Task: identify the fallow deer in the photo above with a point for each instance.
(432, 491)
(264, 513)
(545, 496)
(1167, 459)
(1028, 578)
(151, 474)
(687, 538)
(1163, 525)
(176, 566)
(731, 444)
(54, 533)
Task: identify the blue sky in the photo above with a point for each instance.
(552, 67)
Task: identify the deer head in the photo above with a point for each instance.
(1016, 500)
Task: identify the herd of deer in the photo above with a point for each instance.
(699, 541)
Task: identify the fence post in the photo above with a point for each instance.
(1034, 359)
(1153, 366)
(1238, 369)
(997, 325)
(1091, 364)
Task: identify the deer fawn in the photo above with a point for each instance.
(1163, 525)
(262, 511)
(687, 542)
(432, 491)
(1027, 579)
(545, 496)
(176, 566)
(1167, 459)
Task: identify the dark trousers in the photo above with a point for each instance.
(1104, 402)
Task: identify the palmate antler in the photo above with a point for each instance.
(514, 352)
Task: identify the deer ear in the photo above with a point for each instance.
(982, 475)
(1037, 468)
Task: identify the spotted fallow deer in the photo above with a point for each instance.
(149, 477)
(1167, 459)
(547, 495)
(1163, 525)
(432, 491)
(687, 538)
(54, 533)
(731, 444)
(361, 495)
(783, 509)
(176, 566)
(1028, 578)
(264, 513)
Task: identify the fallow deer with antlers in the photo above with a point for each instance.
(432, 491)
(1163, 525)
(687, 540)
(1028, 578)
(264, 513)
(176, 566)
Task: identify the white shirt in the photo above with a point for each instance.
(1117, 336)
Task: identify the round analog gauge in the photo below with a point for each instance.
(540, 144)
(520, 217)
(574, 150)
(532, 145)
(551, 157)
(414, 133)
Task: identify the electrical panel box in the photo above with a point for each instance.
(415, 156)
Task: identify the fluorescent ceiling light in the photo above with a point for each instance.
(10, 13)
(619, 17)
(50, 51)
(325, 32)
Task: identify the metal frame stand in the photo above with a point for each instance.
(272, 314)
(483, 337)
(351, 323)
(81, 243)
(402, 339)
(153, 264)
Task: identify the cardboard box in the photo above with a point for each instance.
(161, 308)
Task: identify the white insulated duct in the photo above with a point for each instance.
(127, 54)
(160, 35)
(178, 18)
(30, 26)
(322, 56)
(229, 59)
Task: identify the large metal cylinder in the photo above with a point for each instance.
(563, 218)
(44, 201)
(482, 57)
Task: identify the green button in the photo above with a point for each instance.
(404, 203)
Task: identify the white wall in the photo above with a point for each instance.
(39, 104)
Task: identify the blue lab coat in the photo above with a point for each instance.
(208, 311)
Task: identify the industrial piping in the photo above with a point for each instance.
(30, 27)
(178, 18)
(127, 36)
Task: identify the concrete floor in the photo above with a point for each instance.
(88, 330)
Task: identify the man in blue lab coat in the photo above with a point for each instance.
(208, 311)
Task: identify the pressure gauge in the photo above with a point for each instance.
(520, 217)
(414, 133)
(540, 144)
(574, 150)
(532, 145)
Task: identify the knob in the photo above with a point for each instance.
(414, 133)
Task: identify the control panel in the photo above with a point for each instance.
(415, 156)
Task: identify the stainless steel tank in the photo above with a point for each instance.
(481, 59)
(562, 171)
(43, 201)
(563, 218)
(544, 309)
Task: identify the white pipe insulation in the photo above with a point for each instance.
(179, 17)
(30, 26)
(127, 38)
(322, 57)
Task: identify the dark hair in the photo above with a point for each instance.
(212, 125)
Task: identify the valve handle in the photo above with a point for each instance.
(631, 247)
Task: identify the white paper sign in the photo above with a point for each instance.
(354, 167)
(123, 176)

::::::

Print precisely the lines from the one with "Task: identify the control" through the end of the data above, adding nothing.

Task: identify the control panel in the photo above with a point for each instance.
(415, 156)
Task: identify the stainless steel tank in the photo above with a point for each instance.
(481, 59)
(562, 171)
(43, 201)
(563, 218)
(544, 309)
Task: identify the white pipe insulation in the photo above with a point for each instance.
(179, 17)
(30, 26)
(127, 38)
(322, 57)
Task: identify the dark hair in the photo above with a point for each instance.
(212, 125)
Task: identify the valve handle in the photo above with a point for each instance.
(631, 247)
Task: identify the white paper sign in the photo above with a point for each instance.
(354, 167)
(123, 176)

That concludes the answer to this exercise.